List of tasks:
1. According to the therapy price comparison post, what percentage of psychiatrists do not take insurance?
2. Continue the therapy price comparison post from the point where it stops.

Provided passage:
Show HN: Therapy Price Comparison Tool - dhruvmanchala
https://docs.google.com/spreadsheets/d/1aDQsYvlM_6B2BH4JZ4WvSM4uUoAWfvYbmYaVrpoCew4/edit?usp=sharing
======
dhruvmanchala
Hi everyone, I wanted to share a healthcare price comparison spreadsheet my
partner and I created.

Last year, we were doing a startup that found people therapists. Funnily
enough, we pivoted because prices were so high and we didn't to make a luxury
product.

Over the past few weeks it's become clear to us that people in the US have to
spend increasingly out-of-pocket on healthcare even with insurance. From 2007
to 2017, the percentage of adults with employer health insurance on high-
deductible health plans rose from 15% to 43%. For 2020, a high-deductible
health plan is defined as one with a deductible greater than $1,400. Providers
in certain fields, like therapy, also increasingly just don't take insurance.
About 45% of psychiatrists don't take insurance, and in California about 50%
of therapists don't take insurance.

Healthcare services prices are becoming very relevant, but we couldn't find a
good price comparison tool. For example, I'm looking for a therapist myself,
and I've narrowed my list down to 3 providers. The most expensive one is more
than 200% of the least expensive one.

A couple of days ago we realized we actually have a decent amount of price
data on therapists, so we decided to throw together this spreadsheet and see
if it's useful for anyone.

Excerpted data:

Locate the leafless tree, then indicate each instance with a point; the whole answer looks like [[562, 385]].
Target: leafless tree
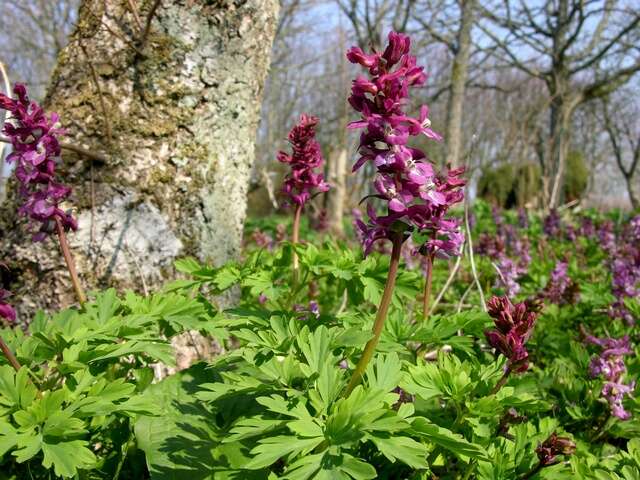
[[32, 33], [450, 23], [622, 124], [564, 43]]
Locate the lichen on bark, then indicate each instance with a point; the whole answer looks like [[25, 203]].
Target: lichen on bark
[[176, 115]]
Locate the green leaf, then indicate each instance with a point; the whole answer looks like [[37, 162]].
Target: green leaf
[[67, 457], [402, 448], [447, 439], [181, 442], [271, 449]]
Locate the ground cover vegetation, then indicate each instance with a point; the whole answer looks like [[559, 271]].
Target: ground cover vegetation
[[438, 339]]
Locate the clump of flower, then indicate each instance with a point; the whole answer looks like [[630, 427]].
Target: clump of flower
[[625, 284], [320, 221], [523, 218], [551, 225], [416, 196], [607, 237], [6, 310], [306, 157], [513, 327], [36, 153], [587, 228], [624, 264], [558, 283], [609, 365], [553, 446], [262, 239], [509, 271]]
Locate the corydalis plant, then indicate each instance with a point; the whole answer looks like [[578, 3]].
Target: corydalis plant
[[416, 197], [513, 326], [302, 181], [36, 153], [8, 314], [609, 365]]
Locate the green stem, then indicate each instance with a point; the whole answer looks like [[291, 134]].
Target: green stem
[[295, 238], [532, 472], [427, 288], [381, 316], [71, 266], [6, 351], [501, 382]]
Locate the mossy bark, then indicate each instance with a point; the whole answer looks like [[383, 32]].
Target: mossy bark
[[175, 112]]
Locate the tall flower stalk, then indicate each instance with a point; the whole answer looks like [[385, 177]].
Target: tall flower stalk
[[9, 314], [416, 197], [513, 326], [302, 181], [36, 154]]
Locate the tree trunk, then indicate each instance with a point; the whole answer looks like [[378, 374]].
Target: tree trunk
[[337, 199], [560, 115], [173, 104], [633, 198], [459, 71]]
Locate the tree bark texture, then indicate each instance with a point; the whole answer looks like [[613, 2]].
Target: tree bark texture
[[459, 73], [174, 106], [337, 200]]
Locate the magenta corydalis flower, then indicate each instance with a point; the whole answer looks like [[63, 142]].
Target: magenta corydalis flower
[[301, 182], [514, 325], [553, 446], [558, 283], [6, 310], [416, 197], [609, 365], [36, 153]]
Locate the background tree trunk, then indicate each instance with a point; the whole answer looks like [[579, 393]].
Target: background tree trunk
[[173, 103], [337, 200], [459, 72]]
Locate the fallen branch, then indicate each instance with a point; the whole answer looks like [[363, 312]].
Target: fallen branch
[[74, 148]]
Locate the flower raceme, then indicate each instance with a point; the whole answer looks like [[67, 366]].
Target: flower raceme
[[417, 197], [36, 153], [306, 157], [514, 325], [553, 446], [610, 366], [6, 310]]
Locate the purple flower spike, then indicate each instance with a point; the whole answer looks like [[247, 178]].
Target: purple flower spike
[[610, 366], [306, 157], [6, 311], [558, 283], [552, 225], [553, 446], [514, 325], [36, 153], [417, 198]]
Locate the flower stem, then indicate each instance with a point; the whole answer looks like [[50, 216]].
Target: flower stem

Answers for this exercise:
1. About 45%

2.
We have about 120 verified prices that we confirmed over phone or email with
therapists when we were finding people therapists. We also scraped prices for
all the therapists in San Francisco from Psychology Today, the biggest
therapist listing directory. (It's really easy to scrape them.) We also added
any prices in bills we had access to, ours, friends', and family members'.

Note: you'll have to make a copy of the spreadsheet, and there's a tiny lag
when using the dropdowns.

You can see a few interesting things. For example, we recommended the same
therapists to multiple users and the prices were different. Prices also vary
significantly from area to area.

We would love to make this more robust, so if you have any itemized bills for
any healthcare service, not just therapy, we'd love to add them to this
dataset! (Submission link in spreadsheet. We don't use your name, address, or
contact information, so you can hide/remove any information like that.) We're
also open to making it a web app.

Hopefully someone finds this interesting or useful! We'd love feedback, as
well as if ya'll shared any of your experiences paying for healthcare out-of-
pocket or any comparison tools y'all are aware of.